■ Extracted records
^^^^^^^^

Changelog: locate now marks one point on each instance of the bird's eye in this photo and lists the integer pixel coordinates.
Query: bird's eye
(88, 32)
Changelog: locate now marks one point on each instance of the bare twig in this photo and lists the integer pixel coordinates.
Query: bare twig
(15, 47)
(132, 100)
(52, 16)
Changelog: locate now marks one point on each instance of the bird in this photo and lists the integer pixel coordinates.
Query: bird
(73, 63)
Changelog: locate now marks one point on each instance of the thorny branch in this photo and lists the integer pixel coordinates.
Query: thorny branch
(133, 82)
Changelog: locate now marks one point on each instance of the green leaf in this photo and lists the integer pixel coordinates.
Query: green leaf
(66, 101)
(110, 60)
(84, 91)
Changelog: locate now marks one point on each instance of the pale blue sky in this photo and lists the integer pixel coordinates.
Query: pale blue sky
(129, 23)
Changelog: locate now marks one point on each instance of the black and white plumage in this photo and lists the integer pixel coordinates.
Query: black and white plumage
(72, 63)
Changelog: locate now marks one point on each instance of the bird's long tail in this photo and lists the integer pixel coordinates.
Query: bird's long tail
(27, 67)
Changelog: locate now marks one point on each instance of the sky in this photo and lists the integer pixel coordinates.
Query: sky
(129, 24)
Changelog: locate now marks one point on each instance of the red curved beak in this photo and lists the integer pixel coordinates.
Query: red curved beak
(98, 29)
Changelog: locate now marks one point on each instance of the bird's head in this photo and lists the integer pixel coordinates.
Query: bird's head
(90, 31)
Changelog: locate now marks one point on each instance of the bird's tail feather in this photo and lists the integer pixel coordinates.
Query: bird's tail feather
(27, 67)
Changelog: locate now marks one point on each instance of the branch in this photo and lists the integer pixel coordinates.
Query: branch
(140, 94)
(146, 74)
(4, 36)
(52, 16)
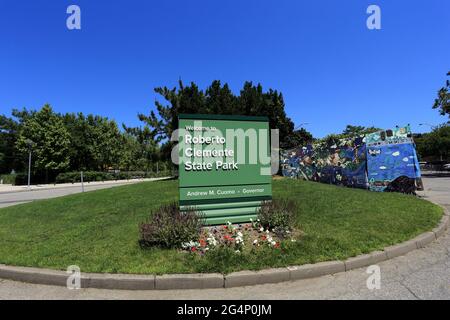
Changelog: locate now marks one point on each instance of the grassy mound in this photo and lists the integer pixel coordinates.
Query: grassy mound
(98, 231)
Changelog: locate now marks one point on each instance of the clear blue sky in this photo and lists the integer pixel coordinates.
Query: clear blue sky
(331, 69)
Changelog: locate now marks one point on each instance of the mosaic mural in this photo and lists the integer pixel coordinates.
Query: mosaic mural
(392, 163)
(343, 163)
(381, 161)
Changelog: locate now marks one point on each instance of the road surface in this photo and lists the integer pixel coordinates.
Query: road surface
(421, 274)
(10, 196)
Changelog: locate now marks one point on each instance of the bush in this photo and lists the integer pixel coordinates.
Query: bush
(277, 215)
(8, 178)
(170, 228)
(89, 176)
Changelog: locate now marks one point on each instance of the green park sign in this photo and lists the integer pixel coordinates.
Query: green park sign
(224, 166)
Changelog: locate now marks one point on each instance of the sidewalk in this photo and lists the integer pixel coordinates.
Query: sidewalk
(7, 188)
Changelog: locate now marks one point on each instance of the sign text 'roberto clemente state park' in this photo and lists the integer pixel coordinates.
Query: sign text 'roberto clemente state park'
(224, 166)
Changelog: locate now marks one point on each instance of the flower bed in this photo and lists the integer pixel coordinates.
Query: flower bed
(241, 238)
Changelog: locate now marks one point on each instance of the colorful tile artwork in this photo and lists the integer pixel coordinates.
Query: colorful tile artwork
(381, 161)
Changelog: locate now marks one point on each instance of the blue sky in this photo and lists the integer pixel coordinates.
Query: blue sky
(331, 69)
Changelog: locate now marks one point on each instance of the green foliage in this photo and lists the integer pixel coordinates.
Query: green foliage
(336, 223)
(51, 140)
(298, 138)
(278, 215)
(350, 131)
(217, 99)
(8, 135)
(170, 228)
(90, 176)
(442, 102)
(8, 178)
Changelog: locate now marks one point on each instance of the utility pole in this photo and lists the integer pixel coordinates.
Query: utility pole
(82, 182)
(30, 144)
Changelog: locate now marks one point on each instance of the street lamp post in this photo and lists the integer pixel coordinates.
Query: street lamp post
(300, 126)
(30, 144)
(432, 128)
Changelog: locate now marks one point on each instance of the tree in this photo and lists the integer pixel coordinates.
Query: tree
(8, 136)
(354, 131)
(298, 138)
(442, 102)
(216, 99)
(51, 138)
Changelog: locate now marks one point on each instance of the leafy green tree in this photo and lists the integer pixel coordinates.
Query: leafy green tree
(8, 136)
(353, 131)
(51, 140)
(298, 138)
(442, 102)
(216, 99)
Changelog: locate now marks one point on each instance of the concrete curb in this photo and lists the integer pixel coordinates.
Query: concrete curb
(217, 280)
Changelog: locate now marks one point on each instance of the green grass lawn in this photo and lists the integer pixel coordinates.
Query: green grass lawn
(98, 231)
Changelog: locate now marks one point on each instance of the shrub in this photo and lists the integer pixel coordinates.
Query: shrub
(170, 228)
(277, 215)
(8, 178)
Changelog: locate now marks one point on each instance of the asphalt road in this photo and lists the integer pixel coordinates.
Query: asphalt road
(18, 197)
(421, 274)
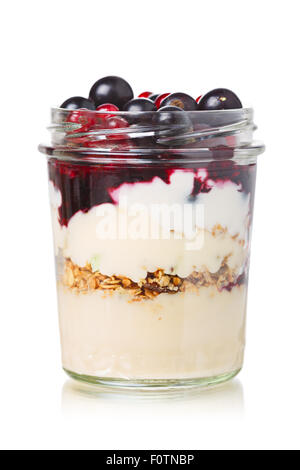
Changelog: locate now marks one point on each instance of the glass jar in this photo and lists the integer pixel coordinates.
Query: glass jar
(152, 217)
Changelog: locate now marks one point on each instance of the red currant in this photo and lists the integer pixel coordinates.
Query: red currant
(160, 98)
(145, 94)
(81, 116)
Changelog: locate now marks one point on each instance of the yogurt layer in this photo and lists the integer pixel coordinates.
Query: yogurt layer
(135, 235)
(188, 335)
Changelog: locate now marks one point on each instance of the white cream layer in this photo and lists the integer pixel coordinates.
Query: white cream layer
(187, 335)
(87, 239)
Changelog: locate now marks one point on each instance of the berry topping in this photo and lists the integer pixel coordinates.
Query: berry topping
(181, 100)
(160, 98)
(77, 102)
(110, 108)
(220, 98)
(81, 116)
(145, 94)
(114, 90)
(107, 107)
(116, 122)
(153, 97)
(139, 104)
(170, 120)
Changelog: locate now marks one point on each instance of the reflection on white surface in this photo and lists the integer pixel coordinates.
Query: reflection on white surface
(223, 400)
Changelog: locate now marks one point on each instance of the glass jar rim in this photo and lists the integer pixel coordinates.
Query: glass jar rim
(210, 134)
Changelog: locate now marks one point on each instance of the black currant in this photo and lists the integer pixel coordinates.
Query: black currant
(181, 100)
(139, 104)
(114, 90)
(77, 102)
(171, 120)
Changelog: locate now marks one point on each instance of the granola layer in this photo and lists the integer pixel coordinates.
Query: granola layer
(84, 279)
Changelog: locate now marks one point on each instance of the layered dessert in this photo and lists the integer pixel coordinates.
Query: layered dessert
(152, 255)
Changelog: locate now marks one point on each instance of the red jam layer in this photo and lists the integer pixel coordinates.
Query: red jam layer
(84, 186)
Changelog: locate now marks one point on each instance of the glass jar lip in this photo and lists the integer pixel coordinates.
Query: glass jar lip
(244, 110)
(199, 135)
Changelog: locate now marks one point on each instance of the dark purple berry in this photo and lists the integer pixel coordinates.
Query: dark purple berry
(153, 96)
(181, 100)
(111, 89)
(171, 120)
(77, 102)
(139, 104)
(220, 98)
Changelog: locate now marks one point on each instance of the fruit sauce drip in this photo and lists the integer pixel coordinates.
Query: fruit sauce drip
(84, 186)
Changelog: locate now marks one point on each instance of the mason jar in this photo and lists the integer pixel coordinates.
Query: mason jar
(152, 217)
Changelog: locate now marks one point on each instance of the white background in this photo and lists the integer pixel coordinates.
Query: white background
(51, 50)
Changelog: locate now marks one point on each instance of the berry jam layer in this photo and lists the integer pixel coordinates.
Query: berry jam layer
(187, 335)
(84, 186)
(133, 305)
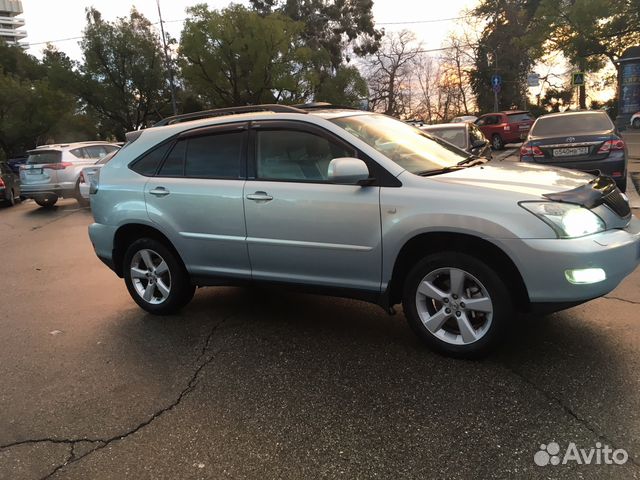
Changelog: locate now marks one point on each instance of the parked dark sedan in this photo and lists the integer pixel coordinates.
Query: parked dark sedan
(464, 135)
(586, 140)
(9, 185)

^^^^^^^^

■ Directions
Where a picture appears, skip it and copy the rest of the data word for word.

■ Result
Changelog: locate now marks one point on each instance of the bird's eye in this photo and lists the integer pixel coordinates.
Query: bird's eye
(88, 32)
Changelog: locate now marks one point on each instance of the bare twig in this photo and lists the integer pixel coordinates.
Query: bare twig
(15, 47)
(132, 100)
(52, 16)
Changelog: locate now marks one point on each instance of the bird in this photo and lists the integer pixel coordinates.
Query: bird
(73, 63)
Changelog: locate now marks one point on each instance of the thorny branch in this photo and lists the integer pixel coordinates.
Query: thorny branch
(133, 82)
Changelog: locate now marks one point on each instance of the green leaf in this photo and lists the integer pixel coordinates.
Query: green leaf
(66, 101)
(110, 60)
(84, 91)
Changelog: locate now marks one point on each instance of the pale blue sky in this photo and lists the integer pixel coordinates.
Query: pale blue sky
(129, 23)
Changelog: locate now marks one point on each instance of the black and white plumage in this photo and lists the integer pixel coordinates.
Query: black and white plumage
(72, 63)
Changelog: locate now marks one point on each instance of the bird's long tail in this photo and lists the integer pixel coordinates.
Query: bird's long tail
(27, 67)
Changelog: locate now marks one point on each instance of the sky in this photo and lists the integer pixel coordinates.
Query: sky
(129, 24)
Changelog: locate now marks one point on each instance of the red curved beak in this photo and lists the integer pixel coordinates.
Query: red curved beak
(98, 29)
Changelog: locate now marks one point on each instance of the bird's head in this photo and lists the integer pixel coordinates.
Query: bird's head
(90, 31)
Changelog: locate now marks one point on each instance of the bird's tail feather in this photo and lists the integer pixel coordinates.
Query: bird's tail feather
(27, 67)
Changelog: locate now marks one point on each instance of the branch in this photo and lists the integer pixel coordinates.
Query: branch
(140, 94)
(146, 74)
(4, 36)
(52, 16)
Changelog: locate now marks one point on each instance of the grassy mound in this photo and lists the integer pixel coordinates.
Query: grassy mound
(98, 231)
Changelog: locate now marks one point on each instance of the clear blue sky in this photo and lists the integer pixel coordinates.
Query: clear blue sky
(331, 69)
Changelog: locate now marks one point on each instance of the mosaic mural in this photo and lists the integer pixel coordinates.
Query: mosaic mural
(392, 163)
(343, 163)
(381, 161)
Changelog: locate now marks one point on each instance of the road surface in this photo and lists the integer pixel coordinates.
Query: road surface
(421, 274)
(10, 196)
Changelog: locate now marks one point on each instance of the bush in this photo and lists the integer pixel coordinates.
Query: bush
(277, 215)
(8, 178)
(170, 228)
(89, 176)
Changelog: locate now marks one point on each instance of the green park sign in this photo and lists the integer pixel coordinates.
Query: green park sign
(224, 166)
Changelog: locate now marks one point on each instance of the sidewalk in this photo and lists the integer pixel coordinates.
Query: sidewalk
(7, 188)
Changelog: locate now marks one point on each instance of the sign text 'roberto clemente state park' in this photo and lists the integer pixel coordinates.
Query: sign text 'roberto clemente state park'
(224, 166)
Changelog: locate now marks one point on each instance of the flower bed in this photo and lists the integer pixel coordinates.
Query: flower bed
(241, 238)
Changelog: locate now marks one point on each instance of the colorful tile artwork in this photo and lists the integer pixel coordinates.
Query: colorful tile artwork
(381, 161)
Changelog: locate now marks one point on each instance of the blue sky in this photo and lists the integer pixel coordinates.
Query: blue sky
(331, 69)
Changelog: locate now marks one point on each instance of the green foliage in this photo and lists the integer pixel coordinates.
Query: green foliage
(336, 223)
(51, 140)
(298, 138)
(278, 215)
(350, 131)
(217, 99)
(8, 135)
(170, 228)
(90, 176)
(442, 102)
(8, 178)
Changelog: locate now marks one point on each instance of the utility pole in this photo and lists the integer pixel coordinates.
Query: utility pole
(82, 182)
(30, 144)
Changelog: locate now marks one point on each instance of the street lamp post in this photo and lists the integer pixel coordinates.
Query: street lamp post
(300, 126)
(30, 144)
(432, 128)
Changelog: locate now marks one point on each instance of the tree in this photo and lists the integer pixel coordinates.
Query: tree
(8, 136)
(354, 131)
(298, 138)
(442, 102)
(216, 99)
(51, 138)
Changelog: locate now marks one point on each instance of the leafy green tree in this photo and lists the integer pixel coordinates.
Query: leafy green tree
(8, 136)
(353, 131)
(51, 140)
(298, 138)
(442, 102)
(216, 99)
Changelog: locate now marks one point on each instance of the concrete curb in this photo and lists the integer pixel coordinates.
Query: concrete curb
(217, 280)
Changelog: locate now marks one point on each instance of the green grass lawn in this photo and lists the integer pixel coordinates.
Query: green grass lawn
(98, 231)
Changelog: locate now marks one point on each instance of the shrub in this photo and lists the integer pixel coordinates.
Query: shrub
(170, 228)
(277, 215)
(8, 178)
Changelog: locate now marks one point on each instance of the asphalt road in this photo and lists the integer pixel coordinates.
Query: asphalt road
(18, 197)
(421, 274)
Changelog: locate now marks one point on each instance of the glass jar in this photo and lists the integer pixel coordinates.
Query: glass jar
(152, 217)
Changelog: locate now marks one point on each instance of the red currant in this photo and lists the integer pixel coordinates.
Query: red currant
(160, 98)
(145, 94)
(81, 116)
Changelog: locate now marks one point on each instance of the yogurt layer in this photo and lists the integer pixel coordinates.
Query: yogurt layer
(135, 235)
(188, 335)
Changelog: locate now marks one point on each instance of the white cream layer in this photo and lists the integer pixel coordinates.
Query: white cream layer
(187, 335)
(87, 239)
Changelog: locate now marks one point on each instance of the berry topping in this photo and lists the integer pixel coordinates.
Query: berry topping
(181, 100)
(160, 98)
(77, 102)
(110, 108)
(220, 98)
(81, 116)
(145, 94)
(114, 90)
(107, 107)
(116, 122)
(153, 97)
(139, 104)
(170, 120)
Changelog: locate now marks one point on each instance of the reflection on white surface in this photo and lists the integer pixel coordinates.
Query: reflection on white surface
(223, 400)
Changelog: locate now marks one point on each instance of the glass jar rim in this photo and lists the integer pixel coordinates.
Query: glass jar rim
(210, 134)
Changelog: locate now marks one point on each instance of the black currant in this photo and lists the integer pixel coordinates.
Query: black currant
(181, 100)
(139, 104)
(114, 90)
(77, 102)
(171, 120)
Changelog: locate now marks one point on each instance of the granola layer in this photo and lists the integer pixel coordinates.
Query: granola layer
(84, 279)
Changelog: locate now marks one point on each instance of the layered dessert in this photo and lists the integer pixel coordinates.
Query: layered dessert
(152, 255)
Changelog: locate now marks one point on each instance of the red jam layer in this photo and lists the integer pixel coordinates.
Query: red jam layer
(84, 186)
Changelog: locate now marks one point on each instance of the glass jar lip in this photo and lists the integer pixel coordinates.
Query: glass jar lip
(244, 110)
(199, 135)
Changelog: locate now marks one point on each instance of the dark purple berry in this photo and lists the integer pixel coordinates.
Query: dark purple berry
(153, 96)
(181, 100)
(111, 89)
(171, 120)
(77, 102)
(139, 104)
(220, 98)
Changelog: locate now marks one point on each instance of the fruit sauce drip in this photo and lists the integer pixel coordinates.
Query: fruit sauce drip
(84, 186)
Changelog: locate now marks one point on each instance of the mason jar in this photo and lists the integer pixel coordinates.
Query: mason jar
(152, 217)
Changelog: locate now marks one point on each instance of the white background in this photo and lists the integer pixel coordinates.
Query: white background
(51, 50)
Changelog: locate now marks one point on each instance of the berry jam layer in this photo and lists the integer pixel coordinates.
Query: berry jam layer
(187, 335)
(84, 186)
(133, 305)
Changelog: locate now marks one point on each instance of the parked dark sedan in this photo and lists the integer pixel coordinates.
Query: parked dark sedan
(464, 135)
(586, 140)
(9, 185)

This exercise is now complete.